■ **EXERCÍCIO RÁPIDO A**
Organize como tabela Markdown o trecho da listagem que vai da linha que contém "Exercise. Point out the cabinet" até a linha que contém "[(527, 328)]", incluindo as duas, sem as linhas em branco. Use as colunas "Número" e "Conteúdo da linha".

Eia! Eia! Aviãozinho... vamos devagar porque Bandeira já conversou com as estrelas e posso tentar também... (Foto:Freepik)

Publicado em 06/01/2024
Não vou escrever na primeira página do meu caderno novo, vou fazer um aviãozinho. Escreverei nas outras páginas que são muitas. Hoje quero um aviãozinho para passear, e essa ideia já tinha brotado ano passado com “O menino azul” da Cecília: “O menino quer um burrinho / para passear. / Um burrinho manso, / que não corra nem pule, / mas que saiba conversar”. Pois é, quero algo que vá mais rápido porque tenho muito o que fazer: há poetas com seus “Mistérios de amor” para desvendar: “É o beija- flor / que beija a flor / ou é a flor / que beija o beija-flor?”. Esse mistério do José precisa de resposta e é natural que alguém analise essa questão com tamanho empenho porqueos dias passam como pássaros.
 
Um aviãozinho: ainda que ele não saiba dizer “O nome dos rios, / das montanhas, das flores, / — de tudo o que aparecer”: não tem problema!... Muito conhecimento enche a gente de soberba e a beleza está nas coisas mais simples e de pouca duração como a flor da pitaia que, por cima do muro do meu quintal, à noite, está resplandecente e pela manhã é apenas uma lembrança. É necessário captar o belo na pureza do momento que o tempo pode ser um vilão ou um irmão. Não se deve protelar o abraço antes da partida e negar o sorriso no encontro. Ora!... quem precisa de vestido novo para ir a um aniversário se o coração está em festa? O tempo mexe com a cabeça da gente e pode nos ludibriar. Sejamos vivos!... Com a claridade da aurora é que veremos com nitidez o contorno das flores e, por causa das flores, mais nos encantaremos com as borboletas.

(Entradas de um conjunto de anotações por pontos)
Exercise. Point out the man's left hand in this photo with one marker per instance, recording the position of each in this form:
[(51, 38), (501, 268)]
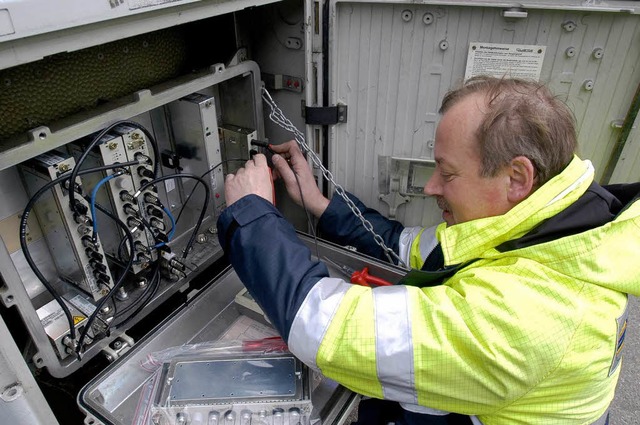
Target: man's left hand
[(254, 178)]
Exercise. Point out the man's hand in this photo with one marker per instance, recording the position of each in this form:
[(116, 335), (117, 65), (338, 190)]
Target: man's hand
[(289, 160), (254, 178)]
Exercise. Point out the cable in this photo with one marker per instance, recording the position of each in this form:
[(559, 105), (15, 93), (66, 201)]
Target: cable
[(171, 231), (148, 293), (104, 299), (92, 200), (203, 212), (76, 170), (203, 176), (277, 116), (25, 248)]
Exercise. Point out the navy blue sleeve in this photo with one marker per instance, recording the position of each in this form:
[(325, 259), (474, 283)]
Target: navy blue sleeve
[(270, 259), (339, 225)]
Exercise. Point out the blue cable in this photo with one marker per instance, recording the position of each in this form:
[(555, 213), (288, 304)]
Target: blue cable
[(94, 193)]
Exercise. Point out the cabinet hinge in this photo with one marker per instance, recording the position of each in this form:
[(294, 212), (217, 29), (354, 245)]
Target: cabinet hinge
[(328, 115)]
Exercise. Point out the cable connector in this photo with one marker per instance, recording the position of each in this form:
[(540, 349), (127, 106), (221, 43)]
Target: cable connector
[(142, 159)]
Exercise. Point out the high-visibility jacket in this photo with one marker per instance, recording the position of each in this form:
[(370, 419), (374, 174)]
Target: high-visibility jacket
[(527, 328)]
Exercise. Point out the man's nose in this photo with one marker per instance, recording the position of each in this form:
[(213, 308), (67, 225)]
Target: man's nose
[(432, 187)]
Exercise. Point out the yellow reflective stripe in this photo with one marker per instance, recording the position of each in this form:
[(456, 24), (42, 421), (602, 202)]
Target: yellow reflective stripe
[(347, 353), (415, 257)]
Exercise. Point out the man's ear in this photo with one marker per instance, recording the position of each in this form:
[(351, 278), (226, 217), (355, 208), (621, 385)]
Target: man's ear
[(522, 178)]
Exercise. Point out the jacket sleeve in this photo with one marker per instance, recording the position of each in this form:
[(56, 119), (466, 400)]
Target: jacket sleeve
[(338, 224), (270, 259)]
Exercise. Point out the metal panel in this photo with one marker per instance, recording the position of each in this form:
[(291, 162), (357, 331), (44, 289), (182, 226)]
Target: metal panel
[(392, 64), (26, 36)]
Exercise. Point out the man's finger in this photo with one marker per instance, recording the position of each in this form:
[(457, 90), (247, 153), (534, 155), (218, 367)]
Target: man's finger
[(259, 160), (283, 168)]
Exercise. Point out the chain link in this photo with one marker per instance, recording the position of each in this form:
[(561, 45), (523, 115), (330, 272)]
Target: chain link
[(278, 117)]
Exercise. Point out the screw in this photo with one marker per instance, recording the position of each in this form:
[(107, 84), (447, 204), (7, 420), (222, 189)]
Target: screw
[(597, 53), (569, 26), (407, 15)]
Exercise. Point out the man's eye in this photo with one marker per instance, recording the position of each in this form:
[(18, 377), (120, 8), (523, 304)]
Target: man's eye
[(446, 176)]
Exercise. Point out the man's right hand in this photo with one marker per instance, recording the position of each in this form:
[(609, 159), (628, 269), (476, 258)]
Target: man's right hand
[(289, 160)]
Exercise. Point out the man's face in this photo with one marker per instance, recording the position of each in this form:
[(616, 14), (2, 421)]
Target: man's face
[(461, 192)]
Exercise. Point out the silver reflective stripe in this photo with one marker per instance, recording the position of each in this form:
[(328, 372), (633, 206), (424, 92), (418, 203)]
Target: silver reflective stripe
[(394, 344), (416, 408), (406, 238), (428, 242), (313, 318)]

■ **EXERCÍCIO RÁPIDO B**
No texto fornecido, o que será feito com a primeira página do caderno novo em vez de escrever nela?

■ **SOLUÇÃO DO EXERCÍCIO A**
| Número | Conteúdo da linha |
|---|---|
| 1 | Exercise. Point out the cabinet hinge in this photo with one marker per instance, recording the position of each in this form: |
| 2 | [(294, 212), (217, 29), (354, 245)] |
| 3 | Target: cabinet hinge |
| 4 | [(328, 115)] |
| 5 | Exercise. Point out the cable connector in this photo with one marker per instance, recording the position of each in this form: |
| 6 | [(540, 349), (127, 106), (221, 43)] |
| 7 | Target: cable connector |
| 8 | [(142, 159)] |
| 9 | Exercise. Point out the high-visibility jacket in this photo with one marker per instance, recording the position of each in this form: |
| 10 | [(370, 419), (374, 174)] |
| 11 | Target: high-visibility jacket |
| 12 | [(527, 328)] |

■ **SOLUÇÃO DO EXERCÍCIO B**
Um aviãozinho.